# Data PlatForm Case Study
The data below is a stringified table where delimiter is ';' and line_terminator is '\n'.


data = 'Airline Code;DelayTimes;FlightCodes;To_From\nAir Canada (!);[21, 40];20015.0;WAterLoo_NEWYork\n<Air France> (12);[];;Montreal_TORONTO\n(Porter Airways. );[60, 22, 87];20035.0;CALgary_Ottawa\n12. Air France;[78, 66];;Ottawa_VANcouvER\n""".\\.Lufthansa.\\.""";[12, 33];20055.0;london_MONTreal\n'



## Requirements

Please create a new table with the following transformations on the above command separated data:


Hint: A few libraries are available to help you with this, pandas, duckdb, pyspark, dask, etc. SQL may be able to help as well. You also don’t need to use any of these. Creative solutions are always welcome.


1. FlightCodes column: Some values are null. Flight Codes are supposed to increase by 10 with each row so 1010 and 1030 will have 1020 in the middle. Fill in these missing numbers and make the column an integer column (instead of a float column).



2. To_From column: Should be split into two separate columns for better analysis! Split on '_' to create two new columns respectively. Also, the case of the column is not very readable, convert the column into capital case.



3. Airline Code column: Clean the Airline Codes to have no punctuation except spaces in the middle. E.g. '(Porter Airways. )' should become 'Porter Airways'.

In [1]:
import pandas as pd
from io import StringIO
import numpy as np

In [2]:
data = 'Airline Code;DelayTimes;FlightCodes;To_From\nAir Canada (!);[21, 40];20015.0;WAterLoo_NEWYork\n<Air France> (12);[];;Montreal_TORONTO\n(Porter Airways. );[60, 22, 87];20035.0;CALgary_Ottawa\n12. Air France;[78, 66];;Ottawa_VANcouvER\n""".\\.Lufthansa.\\.""";[12, 33];20055.0;london_MONTreal\n'
data2 = 'Airline Code;DelayTimes;FlightCodes;To_From\nAir Canada (!);[21, 40];;WAterLoo_NEWYork\n<Air France> (12);[];20025.0;Montreal_TORONTO\n(Porter Airways. );[60, 22, 87];20035.0;CALgary_Ottawa\n12. Air France;[78, 66];;Ottawa_VANcouvER\n""".\\.Lufthansa.\\.""";[12, 33];20055.0;london_MONTreal\n'

# Convert the string to a format that is readble like a file.
data_string = StringIO(data)

# Read the data using pandas
df = pd.read_csv(data_string, sep=";")

# Replace NaN values with correct values
for i in range(0, len(df["FlightCodes"])):
    if np.isnan(df.loc[i, "FlightCodes"]):
        try:
            df.loc[i, "FlightCodes"] = df.loc[i - 1, "FlightCodes"] + 10
        except:
            df.loc[i, "FlightCodes"] = df.loc[i + 1, "FlightCodes"] + 10

# Convert to type int
df["FlightCodes"] = df["FlightCodes"].astype(int)

# Split the To_From column into two columns
df[['To', 'From']] = df['To_From'].str.split('_', expand=True)

# Delete the old column
del df['To_From']

# Capitalize the columns
df['To'] = df['To'].str.upper()
df['From'] = df['From'].str.upper()

# Remove any regex strings and white spaces from airline names
df["Airline Code"] = df["Airline Code"].replace('[^a-zA-Z\s]', '', regex=True).apply(lambda x: x.strip())
display(df)


Unnamed: 0,Airline Code,DelayTimes,FlightCodes,To,From
0,Air Canada,"[21, 40]",20015,WATERLOO,NEWYORK
1,Air France,[],20025,MONTREAL,TORONTO
2,Porter Airways,"[60, 22, 87]",20035,CALGARY,OTTAWA
3,Air France,"[78, 66]",20045,OTTAWA,VANCOUVER
4,Lufthansa,"[12, 33]",20055,LONDON,MONTREAL

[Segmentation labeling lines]
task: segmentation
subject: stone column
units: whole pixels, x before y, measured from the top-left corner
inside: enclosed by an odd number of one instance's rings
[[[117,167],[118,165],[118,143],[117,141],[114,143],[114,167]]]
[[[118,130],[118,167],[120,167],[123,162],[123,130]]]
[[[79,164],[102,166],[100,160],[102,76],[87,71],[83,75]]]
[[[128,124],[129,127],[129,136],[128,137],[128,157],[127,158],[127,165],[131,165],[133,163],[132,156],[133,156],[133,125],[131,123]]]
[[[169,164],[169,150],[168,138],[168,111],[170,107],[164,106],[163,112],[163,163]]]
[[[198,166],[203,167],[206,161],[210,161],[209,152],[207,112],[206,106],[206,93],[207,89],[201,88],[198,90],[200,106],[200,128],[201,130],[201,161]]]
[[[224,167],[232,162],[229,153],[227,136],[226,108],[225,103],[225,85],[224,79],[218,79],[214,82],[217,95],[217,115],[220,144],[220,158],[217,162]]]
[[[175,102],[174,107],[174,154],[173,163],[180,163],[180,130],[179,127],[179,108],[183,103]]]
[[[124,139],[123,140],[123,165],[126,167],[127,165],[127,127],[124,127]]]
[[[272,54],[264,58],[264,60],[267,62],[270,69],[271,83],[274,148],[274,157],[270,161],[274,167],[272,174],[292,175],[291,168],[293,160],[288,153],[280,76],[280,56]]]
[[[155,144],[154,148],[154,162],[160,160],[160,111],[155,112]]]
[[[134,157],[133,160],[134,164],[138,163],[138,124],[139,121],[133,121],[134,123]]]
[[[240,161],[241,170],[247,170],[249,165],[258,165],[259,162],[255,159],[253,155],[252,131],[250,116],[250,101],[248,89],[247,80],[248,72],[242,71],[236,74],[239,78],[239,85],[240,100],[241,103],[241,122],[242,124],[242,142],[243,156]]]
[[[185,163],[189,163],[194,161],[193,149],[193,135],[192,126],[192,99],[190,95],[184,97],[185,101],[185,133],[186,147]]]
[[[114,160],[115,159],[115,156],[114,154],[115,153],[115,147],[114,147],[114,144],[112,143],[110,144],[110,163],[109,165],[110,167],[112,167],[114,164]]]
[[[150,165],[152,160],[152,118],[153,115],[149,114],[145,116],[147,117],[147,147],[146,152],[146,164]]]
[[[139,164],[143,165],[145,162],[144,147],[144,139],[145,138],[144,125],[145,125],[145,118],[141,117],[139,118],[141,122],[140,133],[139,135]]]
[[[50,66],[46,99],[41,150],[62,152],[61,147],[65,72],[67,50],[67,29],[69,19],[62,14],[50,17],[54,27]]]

▶ _Objective A_: Summarize the case study in two sentences.
▶ _Objective B_: Reproduce the part of the case study that begins with the words containing "Hint: A few" and ends with "are always welcome.".

▶ _Worked solution A_: The case study gives a semicolon-delimited string of airline data and asks for a new table in which missing flight codes are filled in as integers that increase by 10 per row, the To_From column is split into two columns with readable capitalization, and airline codes are cleaned of punctuation. Its pandas solution reads the string, fills each missing code from the adjacent row's value plus 10, splits the To_From column on the underscore and converts both new columns to upper case, and strips non-letter characters from the airline names with a regular expression.

▶ _Worked solution B_:
Hint: A few libraries are available to help you with this, pandas, duckdb, pyspark, dask, etc. SQL may be able to help as well. You also don’t need to use any of these. Creative solutions are always welcome.